Recorded data:
------------------------

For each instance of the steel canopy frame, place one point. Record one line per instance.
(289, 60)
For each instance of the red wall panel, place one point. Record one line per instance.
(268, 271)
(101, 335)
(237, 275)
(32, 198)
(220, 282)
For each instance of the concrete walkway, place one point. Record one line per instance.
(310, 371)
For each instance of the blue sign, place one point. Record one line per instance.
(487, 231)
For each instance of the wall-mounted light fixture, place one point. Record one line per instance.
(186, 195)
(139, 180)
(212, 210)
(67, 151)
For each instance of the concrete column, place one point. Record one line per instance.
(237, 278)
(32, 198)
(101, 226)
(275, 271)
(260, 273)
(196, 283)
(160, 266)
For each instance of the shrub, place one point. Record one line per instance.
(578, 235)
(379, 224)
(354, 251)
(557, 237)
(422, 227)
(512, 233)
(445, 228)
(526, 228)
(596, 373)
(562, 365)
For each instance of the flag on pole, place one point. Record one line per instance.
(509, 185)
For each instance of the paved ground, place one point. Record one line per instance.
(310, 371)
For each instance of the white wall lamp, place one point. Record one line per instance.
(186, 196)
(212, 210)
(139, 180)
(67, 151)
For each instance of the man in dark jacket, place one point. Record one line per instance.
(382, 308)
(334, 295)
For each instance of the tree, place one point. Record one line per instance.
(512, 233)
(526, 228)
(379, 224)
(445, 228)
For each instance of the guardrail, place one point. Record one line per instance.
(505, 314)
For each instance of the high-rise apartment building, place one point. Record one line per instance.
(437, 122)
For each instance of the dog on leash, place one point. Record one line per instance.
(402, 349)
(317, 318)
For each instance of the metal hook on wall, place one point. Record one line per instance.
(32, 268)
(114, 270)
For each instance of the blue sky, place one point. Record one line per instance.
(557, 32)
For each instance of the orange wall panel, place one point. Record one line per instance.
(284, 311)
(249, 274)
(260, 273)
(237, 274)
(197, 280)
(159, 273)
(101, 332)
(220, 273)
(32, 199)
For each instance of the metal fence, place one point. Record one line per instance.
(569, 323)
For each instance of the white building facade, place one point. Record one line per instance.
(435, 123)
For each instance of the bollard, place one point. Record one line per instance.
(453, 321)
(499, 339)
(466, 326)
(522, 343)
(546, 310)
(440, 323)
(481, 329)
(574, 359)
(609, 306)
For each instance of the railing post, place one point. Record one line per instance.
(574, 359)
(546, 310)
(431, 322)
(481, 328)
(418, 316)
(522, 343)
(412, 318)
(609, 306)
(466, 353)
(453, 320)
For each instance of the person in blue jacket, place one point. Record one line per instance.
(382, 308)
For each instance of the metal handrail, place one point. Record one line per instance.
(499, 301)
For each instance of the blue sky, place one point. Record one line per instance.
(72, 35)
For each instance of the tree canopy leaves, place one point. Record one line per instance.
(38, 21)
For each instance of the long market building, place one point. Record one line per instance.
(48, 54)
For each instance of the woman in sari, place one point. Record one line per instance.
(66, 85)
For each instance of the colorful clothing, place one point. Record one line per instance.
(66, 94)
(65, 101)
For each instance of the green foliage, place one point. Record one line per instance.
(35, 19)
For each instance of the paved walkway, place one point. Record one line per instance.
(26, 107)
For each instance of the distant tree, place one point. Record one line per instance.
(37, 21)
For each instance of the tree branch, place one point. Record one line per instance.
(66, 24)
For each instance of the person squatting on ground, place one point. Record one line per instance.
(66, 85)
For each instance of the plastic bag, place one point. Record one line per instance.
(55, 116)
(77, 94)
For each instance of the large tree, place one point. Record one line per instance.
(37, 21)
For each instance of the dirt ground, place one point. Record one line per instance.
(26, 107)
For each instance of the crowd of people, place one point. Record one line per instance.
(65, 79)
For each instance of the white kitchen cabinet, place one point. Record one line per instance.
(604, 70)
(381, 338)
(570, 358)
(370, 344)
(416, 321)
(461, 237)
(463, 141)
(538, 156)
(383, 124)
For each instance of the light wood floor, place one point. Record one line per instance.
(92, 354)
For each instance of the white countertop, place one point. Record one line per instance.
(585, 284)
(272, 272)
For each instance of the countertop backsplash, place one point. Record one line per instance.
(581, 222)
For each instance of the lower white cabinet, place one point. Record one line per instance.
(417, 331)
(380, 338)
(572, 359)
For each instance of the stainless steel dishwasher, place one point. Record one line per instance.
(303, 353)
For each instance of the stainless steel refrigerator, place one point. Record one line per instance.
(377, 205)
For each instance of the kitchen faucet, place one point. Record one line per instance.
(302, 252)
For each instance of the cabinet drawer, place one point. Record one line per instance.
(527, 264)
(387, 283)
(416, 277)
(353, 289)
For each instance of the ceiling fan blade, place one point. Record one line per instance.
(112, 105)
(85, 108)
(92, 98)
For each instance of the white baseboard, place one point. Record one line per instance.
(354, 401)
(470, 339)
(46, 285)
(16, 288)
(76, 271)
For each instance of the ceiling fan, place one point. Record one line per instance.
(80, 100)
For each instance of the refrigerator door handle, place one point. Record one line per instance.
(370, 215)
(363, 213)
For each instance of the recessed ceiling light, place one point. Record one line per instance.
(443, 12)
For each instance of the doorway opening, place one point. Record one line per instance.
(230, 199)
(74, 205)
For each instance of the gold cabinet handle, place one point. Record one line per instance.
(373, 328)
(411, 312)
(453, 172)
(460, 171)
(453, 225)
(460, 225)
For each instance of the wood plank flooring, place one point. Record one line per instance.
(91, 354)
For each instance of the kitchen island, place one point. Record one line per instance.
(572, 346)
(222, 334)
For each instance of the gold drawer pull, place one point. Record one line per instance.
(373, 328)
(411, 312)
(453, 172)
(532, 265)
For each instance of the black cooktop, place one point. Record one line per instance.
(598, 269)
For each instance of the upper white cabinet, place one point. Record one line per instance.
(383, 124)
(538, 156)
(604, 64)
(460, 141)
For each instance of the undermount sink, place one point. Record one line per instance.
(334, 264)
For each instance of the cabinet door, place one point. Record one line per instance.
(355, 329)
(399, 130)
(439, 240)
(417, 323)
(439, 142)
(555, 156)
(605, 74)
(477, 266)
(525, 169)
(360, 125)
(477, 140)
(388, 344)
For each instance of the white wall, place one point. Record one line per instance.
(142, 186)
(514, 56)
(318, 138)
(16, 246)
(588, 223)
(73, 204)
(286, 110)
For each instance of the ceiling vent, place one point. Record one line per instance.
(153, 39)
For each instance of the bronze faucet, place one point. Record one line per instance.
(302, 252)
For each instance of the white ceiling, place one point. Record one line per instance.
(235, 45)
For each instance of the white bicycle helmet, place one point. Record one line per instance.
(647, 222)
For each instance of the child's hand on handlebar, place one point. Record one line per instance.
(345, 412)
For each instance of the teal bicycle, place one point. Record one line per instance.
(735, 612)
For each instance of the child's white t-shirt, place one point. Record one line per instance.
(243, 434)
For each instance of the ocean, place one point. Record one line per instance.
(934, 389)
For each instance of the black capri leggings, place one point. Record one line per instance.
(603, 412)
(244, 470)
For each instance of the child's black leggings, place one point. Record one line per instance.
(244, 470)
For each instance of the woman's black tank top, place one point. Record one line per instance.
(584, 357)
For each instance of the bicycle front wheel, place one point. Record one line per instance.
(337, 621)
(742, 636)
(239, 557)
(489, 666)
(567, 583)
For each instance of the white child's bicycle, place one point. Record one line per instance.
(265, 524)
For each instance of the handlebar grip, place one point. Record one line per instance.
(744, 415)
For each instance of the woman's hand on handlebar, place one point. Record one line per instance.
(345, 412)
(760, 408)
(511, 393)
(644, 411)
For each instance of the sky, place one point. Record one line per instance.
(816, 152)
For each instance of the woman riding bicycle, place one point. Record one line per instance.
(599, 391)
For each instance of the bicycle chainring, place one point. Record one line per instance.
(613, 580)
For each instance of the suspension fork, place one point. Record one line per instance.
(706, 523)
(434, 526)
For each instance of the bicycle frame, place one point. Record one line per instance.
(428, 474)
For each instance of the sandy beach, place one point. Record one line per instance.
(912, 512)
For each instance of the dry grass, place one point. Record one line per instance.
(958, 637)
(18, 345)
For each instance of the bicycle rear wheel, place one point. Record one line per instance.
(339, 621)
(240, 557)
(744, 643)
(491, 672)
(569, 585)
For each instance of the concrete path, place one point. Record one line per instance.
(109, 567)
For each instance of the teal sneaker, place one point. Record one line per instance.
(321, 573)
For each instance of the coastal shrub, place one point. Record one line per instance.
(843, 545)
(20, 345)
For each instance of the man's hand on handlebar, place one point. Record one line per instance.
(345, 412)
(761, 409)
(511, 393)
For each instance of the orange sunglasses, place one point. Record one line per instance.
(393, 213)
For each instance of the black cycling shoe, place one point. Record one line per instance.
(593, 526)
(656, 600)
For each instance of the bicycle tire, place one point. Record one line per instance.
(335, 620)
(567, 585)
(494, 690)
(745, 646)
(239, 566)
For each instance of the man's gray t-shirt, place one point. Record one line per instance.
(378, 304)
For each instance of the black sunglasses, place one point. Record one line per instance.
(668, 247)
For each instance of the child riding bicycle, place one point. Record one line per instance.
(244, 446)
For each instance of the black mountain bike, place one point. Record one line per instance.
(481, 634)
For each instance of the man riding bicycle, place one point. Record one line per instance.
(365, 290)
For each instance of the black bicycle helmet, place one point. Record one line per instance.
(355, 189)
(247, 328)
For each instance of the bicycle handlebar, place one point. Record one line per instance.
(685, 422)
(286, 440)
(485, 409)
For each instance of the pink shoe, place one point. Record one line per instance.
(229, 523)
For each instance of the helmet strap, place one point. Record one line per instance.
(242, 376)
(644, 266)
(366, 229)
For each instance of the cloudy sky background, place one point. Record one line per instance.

------------------------

THE PROBLEM> Each of the lines from the one holding "For each instance of the helmet" through the final line of the entries is to be set down exactly, and no others.

SOLUTION FOR THIS PROBLEM>
For each instance of the helmet strap, place one point. Record one line per instance.
(242, 376)
(644, 266)
(366, 229)
For each instance of the cloudy sky background, place one point. Record one line per instance.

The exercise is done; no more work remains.